Start of Page extract

Re: activeconns * weight overflowing 32-bit int

Julian Anastasov <ja@xxxxxx> · Mon, 5 Aug 2013 09:10:24 +0300 (EEST)

	Hello,

On Fri, 24 May 2013, Julian Anastasov wrote:

> On Thu, 23 May 2013, Simon Kirby wrote:

> > Hmm, I was comparing atomic_t being s32 versus u32, not u64 being u64. :)
> > Anyway, the .s results are much easier to read, and (closer to) reality!
> > I did a comparison with (__u64)loh * atomic_read(dest->weight) versus
> > (__u64)loh * (__u32)atomic_read(dest->weight) on both arches and uploaded
> > them to http://0x.ca/sim/ref/3.9-ipvs/. It's not a huge difference, but I
> > prefer the shorter/faster version. ;)
> 
> 	I now see why your patch shows difference compared
> to my tests month ago. This change is the culprit:
> 
> -       int loh, doh;
> +       unsigned int loh, doh;
> 
> 	It effectively changes the operation from:
> 
> (__u64/__s64) int * int
> 
> 	into
> 
> (__u64) unsigned int * int
> 
> 	that is why you fix it by using __u32:
> 
> (__u64) unsigned int * unsigned int
> 
> 	so that both operands are from same 4-byte signedness.

End of Page extract

Reproduce the mailing-list reply from "On Fri, 24 May" to "shorter/faster version. ;)", substituting "architectures" for "arches".

Start of Extracted data

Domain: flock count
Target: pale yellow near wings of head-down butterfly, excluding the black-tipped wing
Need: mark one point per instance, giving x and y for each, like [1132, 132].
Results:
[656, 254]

End of Extracted data
Start of Extracted data

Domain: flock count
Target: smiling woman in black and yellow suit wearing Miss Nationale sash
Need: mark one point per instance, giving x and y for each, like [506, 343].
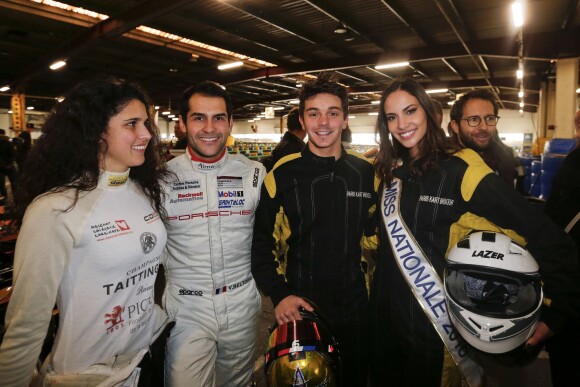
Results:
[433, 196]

End of Extracted data
Start of Extracted data

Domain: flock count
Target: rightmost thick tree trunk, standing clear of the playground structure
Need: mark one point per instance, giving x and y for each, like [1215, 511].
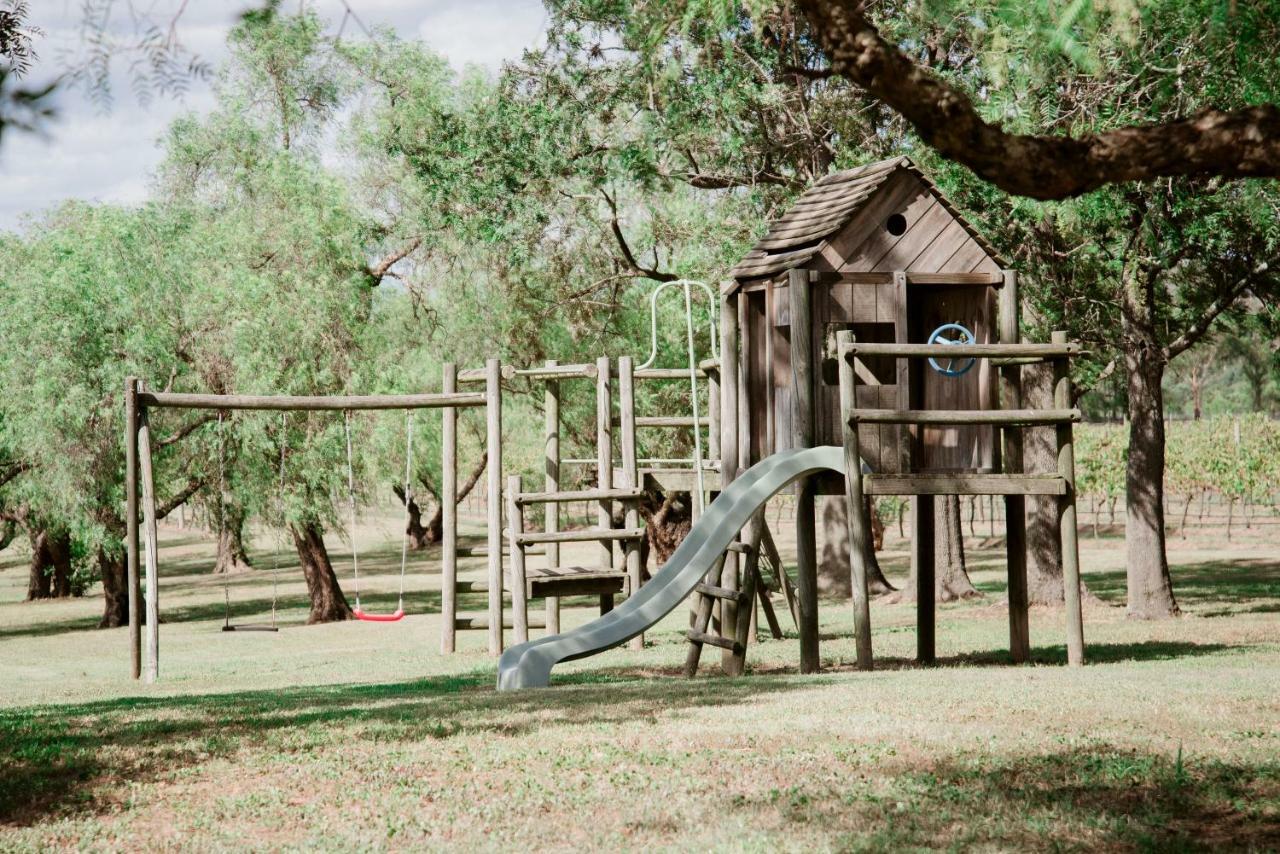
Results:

End of Extracted data

▶ [Answer to this exercise]:
On Fri, 24 May 2013, Julian Anastasov wrote:

> On Thu, 23 May 2013, Simon Kirby wrote:

> > Hmm, I was comparing atomic_t being s32 versus u32, not u64 being u64. :)
> > Anyway, the .s results are much easier to read, and (closer to) reality!
> > I did a comparison with (__u64)loh * atomic_read(dest->weight) versus
> > (__u64)loh * (__u32)atomic_read(dest->weight) on both architectures and uploaded
> > them to http://0x.ca/sim/ref/3.9-ipvs/. It's not a huge difference, but I
> > prefer the shorter/faster version. ;)